REQUEST 1: Write down everything in the passage about the Tolton family from "In April of" down to "death in Circleville.".
REQUEST 2: Name every place that the passage about the Tolton family mentions.

In April of 1858, the Toltons moved to Ephraim, San Pete County. Indian depredations from hostile tribes were frequent, but trusting a Divine Providence to protect them, these brave souls endured many dangers, here, for about eight years. While in Ephraim, Edward had the opportunity to use his talents as a skilled cellist in the orchestra. Apparently, John Tolton's children, with their families, except Mercy and her husband, Richard Gill, remained together in the Calls of the Church, and their wanderings in Utah until John's death in Circleville.

SUPPLIED INFORMATION:
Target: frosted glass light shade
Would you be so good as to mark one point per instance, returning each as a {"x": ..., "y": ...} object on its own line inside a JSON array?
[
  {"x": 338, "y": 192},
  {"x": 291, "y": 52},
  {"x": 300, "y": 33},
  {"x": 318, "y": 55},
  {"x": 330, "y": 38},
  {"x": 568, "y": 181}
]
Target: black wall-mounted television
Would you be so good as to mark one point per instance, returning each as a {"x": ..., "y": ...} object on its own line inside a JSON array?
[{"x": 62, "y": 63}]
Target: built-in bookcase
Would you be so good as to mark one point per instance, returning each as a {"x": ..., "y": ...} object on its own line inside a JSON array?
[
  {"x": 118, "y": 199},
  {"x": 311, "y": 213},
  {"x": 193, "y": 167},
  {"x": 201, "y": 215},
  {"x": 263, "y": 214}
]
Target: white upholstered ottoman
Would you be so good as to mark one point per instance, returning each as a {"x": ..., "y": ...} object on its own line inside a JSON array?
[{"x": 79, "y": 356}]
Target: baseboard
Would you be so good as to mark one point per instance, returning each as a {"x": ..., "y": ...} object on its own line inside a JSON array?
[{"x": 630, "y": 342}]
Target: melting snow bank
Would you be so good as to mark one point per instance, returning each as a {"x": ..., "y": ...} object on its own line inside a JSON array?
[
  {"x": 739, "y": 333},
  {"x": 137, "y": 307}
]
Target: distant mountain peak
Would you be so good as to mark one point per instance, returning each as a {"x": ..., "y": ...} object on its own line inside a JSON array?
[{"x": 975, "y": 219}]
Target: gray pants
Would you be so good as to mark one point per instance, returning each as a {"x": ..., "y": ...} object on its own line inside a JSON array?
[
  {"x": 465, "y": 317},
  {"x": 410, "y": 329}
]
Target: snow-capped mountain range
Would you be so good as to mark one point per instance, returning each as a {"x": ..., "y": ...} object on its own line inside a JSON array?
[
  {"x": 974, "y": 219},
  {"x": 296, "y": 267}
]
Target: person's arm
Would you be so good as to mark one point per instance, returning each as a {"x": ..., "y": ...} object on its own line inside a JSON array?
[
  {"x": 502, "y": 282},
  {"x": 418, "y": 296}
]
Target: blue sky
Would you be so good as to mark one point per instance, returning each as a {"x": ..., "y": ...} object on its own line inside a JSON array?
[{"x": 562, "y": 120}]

EXPECTED ANSWER 1:
In April of 1858, the Toltons moved to Ephraim, San Pete County. Indian depredations from hostile tribes were frequent, but trusting a Divine Providence to protect them, these brave souls endured many dangers, here, for about eight years. While in Ephraim, Edward had the opportunity to use his talents as a skilled cellist in the orchestra. Apparently, John Tolton's children, with their families, except Mercy and her husband, Richard Gill, remained together in the Calls of the Church, and their wanderings in Utah until John's death in Circleville.

EXPECTED ANSWER 2:
Ephraim
San Pete County
Utah
Circleville